### What is needed
In the copy, include no images. Reproduce the entries exactly.

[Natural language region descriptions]
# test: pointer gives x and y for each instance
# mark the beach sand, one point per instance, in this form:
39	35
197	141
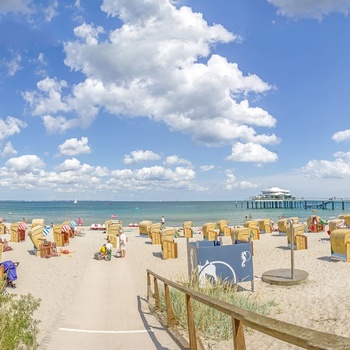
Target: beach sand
321	303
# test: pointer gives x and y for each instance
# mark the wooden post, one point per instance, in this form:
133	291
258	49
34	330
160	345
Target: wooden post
156	293
171	319
149	290
238	334
190	324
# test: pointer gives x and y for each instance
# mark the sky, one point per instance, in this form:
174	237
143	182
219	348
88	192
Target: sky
159	100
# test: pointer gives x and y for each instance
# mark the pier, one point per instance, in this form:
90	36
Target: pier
324	204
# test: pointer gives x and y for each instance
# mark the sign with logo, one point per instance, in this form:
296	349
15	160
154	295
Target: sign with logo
209	262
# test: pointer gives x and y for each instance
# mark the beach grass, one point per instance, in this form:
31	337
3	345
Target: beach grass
18	328
212	324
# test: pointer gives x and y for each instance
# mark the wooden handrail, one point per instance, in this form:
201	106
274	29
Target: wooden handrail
303	337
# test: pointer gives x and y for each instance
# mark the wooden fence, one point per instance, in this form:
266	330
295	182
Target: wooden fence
292	334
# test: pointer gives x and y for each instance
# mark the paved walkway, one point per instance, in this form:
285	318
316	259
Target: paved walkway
108	314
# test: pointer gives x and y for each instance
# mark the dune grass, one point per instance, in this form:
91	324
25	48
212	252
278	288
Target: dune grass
211	323
18	328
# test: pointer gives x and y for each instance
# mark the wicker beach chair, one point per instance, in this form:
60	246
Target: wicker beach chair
254	227
223	228
241	234
265	225
18	231
60	236
188	229
340	244
168	244
145	227
36	235
209	232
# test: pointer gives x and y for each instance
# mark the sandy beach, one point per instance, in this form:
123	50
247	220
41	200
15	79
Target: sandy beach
321	303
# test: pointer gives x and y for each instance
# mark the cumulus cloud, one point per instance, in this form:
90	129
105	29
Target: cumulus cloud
25	164
140	156
310	9
205	168
181	83
232	183
88	33
155	178
171	160
10	126
8	150
341	136
339	168
15	6
74	146
14	65
251	152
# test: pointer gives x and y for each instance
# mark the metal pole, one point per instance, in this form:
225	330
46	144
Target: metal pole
291	247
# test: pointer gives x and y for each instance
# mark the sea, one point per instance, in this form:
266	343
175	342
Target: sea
175	212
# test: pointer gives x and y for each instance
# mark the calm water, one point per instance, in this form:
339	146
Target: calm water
133	212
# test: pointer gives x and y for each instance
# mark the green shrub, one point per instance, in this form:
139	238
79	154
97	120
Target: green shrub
18	329
211	323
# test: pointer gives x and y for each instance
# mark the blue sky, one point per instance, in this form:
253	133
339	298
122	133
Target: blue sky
174	100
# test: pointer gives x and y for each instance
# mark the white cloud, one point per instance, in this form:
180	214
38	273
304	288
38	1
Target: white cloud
205	168
8	150
51	11
15	6
89	33
251	152
10	126
25	164
74	146
181	83
311	8
171	160
339	168
231	182
341	136
14	65
140	156
152	178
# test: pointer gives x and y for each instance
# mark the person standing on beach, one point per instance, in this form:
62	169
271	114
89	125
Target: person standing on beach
122	239
109	248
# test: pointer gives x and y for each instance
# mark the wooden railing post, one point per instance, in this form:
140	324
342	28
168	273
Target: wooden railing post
238	334
156	294
149	289
171	319
191	325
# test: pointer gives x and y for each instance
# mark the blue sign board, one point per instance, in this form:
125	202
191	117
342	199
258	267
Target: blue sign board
232	263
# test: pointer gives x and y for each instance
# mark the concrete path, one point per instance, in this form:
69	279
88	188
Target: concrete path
108	314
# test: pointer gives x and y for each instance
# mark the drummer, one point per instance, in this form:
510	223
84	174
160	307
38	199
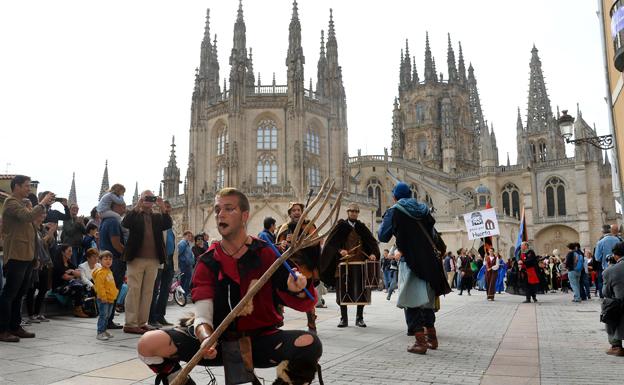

### Result
# test: pointer gives x and y for each instance
# mark the beach sand, one point per instance, in this form:
39	35
197	141
Target: beach sand
321	303
# test: pointer gives x and y for each instance
# mark the wooden post, one point per instance, in this form:
133	291
258	49
34	330
160	345
Target: wooden post
156	293
171	319
149	290
238	334
190	324
# test: pointer gives x and y for each instance
# mark the sky, one point per instance, in this form:
174	237
143	182
219	348
88	192
Target: sky
159	100
# test: pointer gives x and y for each instance
# mark the pier, one point per instance, in this form:
90	36
Target: pier
324	204
# test: pointer gives x and y for each instance
# mark the sign with logo, one point per instance, in this form:
296	349
15	160
154	295
Target: sign with logo
209	262
# test: pointer gives x and y for each instance
# mark the beach grass, one point per instance, in this form:
31	337
3	345
Target: beach grass
18	328
212	324
# test: pointer gives x and y for each instance
# mark the wooden handrail, one point per instance, in this form:
201	106
274	29
Target: wooden handrail
303	337
# test: pointer gives x and y for each instance
# mark the wooden fence, one point per instance, in this form:
266	330
295	182
Target: wooden fence
292	334
# test: pointer gives x and y for each instance
# mark the paved walkway, one point per instance, in this form:
285	318
316	259
Target: paved walkway
108	314
# test: pointer gives x and y for each instance
# mark the dune grass, one point per instance, in this form:
91	324
25	48
212	252
278	288
Target: dune grass
211	323
18	328
# test: pointer gives x and y for each instance
# mark the wicker beach chair, one point per instance, in this form:
60	246
Target: wicker beach chair
254	227
223	228
241	234
265	225
18	231
60	236
188	229
340	244
168	244
145	227
36	235
209	232
# test: pointer gives x and y for each instance
# mark the sandy beach, one point per instance, in this form:
123	50
247	220
41	200
15	79
Target: sandy beach
321	303
# test: pointer gives x and y for each instance
# mark the cumulus cloud, one point per instance, in this form:
90	129
105	29
Target: cumulus cloud
25	164
140	156
310	9
205	168
181	83
232	183
88	33
155	178
171	160
10	126
8	150
341	136
339	168
15	6
74	146
14	65
251	152
# test: pointer gives x and y for each instance
# mark the metal pole, one point per instance, in this form:
225	330
46	144
Target: metal pole
291	247
# test: pointer gives x and y for each instance
# mark the sea, one point per instance, in this form:
266	343
175	342
Target: sea
175	212
# test: pointer gives x and y for each instance
# mark the calm water, one point per instance, in this form:
339	146
Target: calm water
133	212
# test: pointer gives x and y for each instance
# mark the green shrub, one point per instance, in this form:
139	238
79	154
97	120
Target: green shrub
18	329
211	323
# test: pointer gives x and y for each instance
# mark the blue sky, one point per instance, in this form:
253	133
339	298
122	133
Target: blue sky
174	100
# test: pointer gives x and y for each instance
# mark the white cloud, one point per instance, in this form:
180	214
38	273
304	288
38	1
Target: white cloud
205	168
8	150
51	11
15	6
89	33
251	152
10	126
25	164
74	146
181	83
311	8
171	160
339	168
231	182
341	136
14	65
140	156
152	178
# test: pointer gives x and y for each instance
# mark the person standing on beach, one point per instance, in this form:
62	169
271	114
89	125
Target: person standing on beach
122	239
109	248
# test: pointer gives x and y for each instance
# mark the wooden railing post, one point per instance, in this form:
140	324
342	28
168	273
Target: wooden railing post
238	334
156	294
149	289
171	319
191	325
# test: pointer gives x and y for each instance
# mark the blue sign board, one point per instance, in this form:
125	202
191	117
342	199
258	267
Target: blue sign board
232	263
# test: pointer gives x and y for each instance
# mark the concrete path, one point per instance, in this form:
69	279
88	188
Target: concrete path
108	314
# test: pointer gives x and y for each instance
# mark the drummer, one point per instance, in this form:
510	223
84	174
160	307
38	199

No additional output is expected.